Absolutely. It’s another way of not talking about extremely poor people, or about their suffering. And, in addition to that, “middle class” is a very complicated concept. You have some people who are really suffering, you have some situations with people making two thousand euros a month but having five kids, having a wife or a husband that they are divorced from, who live in the middle of nowhere and have to pay, like, hundreds of euros for gas every month. It’s very complicated, and for me, it was a way of not talking about it.

But the biggest argument to delegitimize the movement was to say, “Oh, this movement is racist, it’s homophobic, it’s anti-climate,” because people were protesting the gas tax. And what I saw was the mobilization of the bourgeoisie to try to silence this demonstration, this movement. It was, “Please, shut them up. They need to be shut up.”

That really struck me, on a personal level, because when I published my first two novels, “The End of Eddy” and “History of Violence,” which spoke about this milieu, which I grew up in—a milieu of extreme poverty, of people who have been socially dispossessed and geographically excluded—I spoke about racism and homophobia in that world. And when I published those books in France, people said, “Oh, Édouard Louis says that people in the working class are homophobic and racist, that’s not true!” And so I, who came from the working class, and who was trying to speak about it, was being told, “Shut up, it’s not true, they’re not racist, they’re not homophobic. The poor are bons vivants, they’re authentic.”

And why, do you think? 

For me, it was simply a mechanism to stop the popular class from speaking. And so a few years later, now that there’s a movement that actually consists of those people, all the same people who attacked me are suddenly saying, “Oh, no, these people are racist, these people are homophobic, so we’ve got to shut them up.”

The dominant class, the bourgeoisie, doesn’t care about contradicting itself. One day, the working class were “authentic,” almost “good savages.” And the day after they were racist, homophobic, horrible people.

What you’re describing is like a mask being ripped off of society.

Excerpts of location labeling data

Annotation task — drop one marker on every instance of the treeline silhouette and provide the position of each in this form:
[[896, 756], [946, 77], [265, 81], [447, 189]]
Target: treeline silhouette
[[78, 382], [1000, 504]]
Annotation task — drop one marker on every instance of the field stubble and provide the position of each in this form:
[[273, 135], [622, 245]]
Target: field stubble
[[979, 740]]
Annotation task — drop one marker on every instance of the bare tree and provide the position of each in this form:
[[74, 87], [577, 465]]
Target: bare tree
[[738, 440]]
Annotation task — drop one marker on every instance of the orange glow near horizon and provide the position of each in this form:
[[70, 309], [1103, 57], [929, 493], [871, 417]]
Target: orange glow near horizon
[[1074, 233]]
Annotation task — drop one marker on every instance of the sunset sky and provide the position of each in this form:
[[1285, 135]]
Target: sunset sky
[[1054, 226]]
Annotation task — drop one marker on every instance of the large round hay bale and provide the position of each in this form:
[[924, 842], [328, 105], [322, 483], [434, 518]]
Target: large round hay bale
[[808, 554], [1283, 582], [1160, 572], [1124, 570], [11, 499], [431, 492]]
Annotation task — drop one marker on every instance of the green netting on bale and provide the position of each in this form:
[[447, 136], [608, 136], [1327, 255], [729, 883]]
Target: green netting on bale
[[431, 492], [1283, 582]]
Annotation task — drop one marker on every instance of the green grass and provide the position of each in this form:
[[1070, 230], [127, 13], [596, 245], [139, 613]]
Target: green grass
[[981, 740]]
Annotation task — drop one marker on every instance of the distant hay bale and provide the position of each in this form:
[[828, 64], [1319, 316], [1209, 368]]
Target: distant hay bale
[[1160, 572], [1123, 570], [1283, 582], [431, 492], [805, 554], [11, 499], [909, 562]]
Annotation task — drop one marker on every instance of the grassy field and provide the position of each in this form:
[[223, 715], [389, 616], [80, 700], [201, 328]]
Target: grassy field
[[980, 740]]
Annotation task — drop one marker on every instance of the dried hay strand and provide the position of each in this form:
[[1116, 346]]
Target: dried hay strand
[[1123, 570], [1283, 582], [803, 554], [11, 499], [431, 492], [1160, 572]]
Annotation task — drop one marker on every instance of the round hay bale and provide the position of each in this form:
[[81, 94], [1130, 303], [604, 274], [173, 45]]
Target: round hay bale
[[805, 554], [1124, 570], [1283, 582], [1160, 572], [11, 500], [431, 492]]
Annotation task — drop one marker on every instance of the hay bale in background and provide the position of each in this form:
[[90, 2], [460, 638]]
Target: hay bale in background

### WORK TO COMPLETE
In the interview excerpt, what are the titles of the first two novels the speaker says they published?

### CORRECT RESPONSE
"The End of Eddy" and "History of Violence."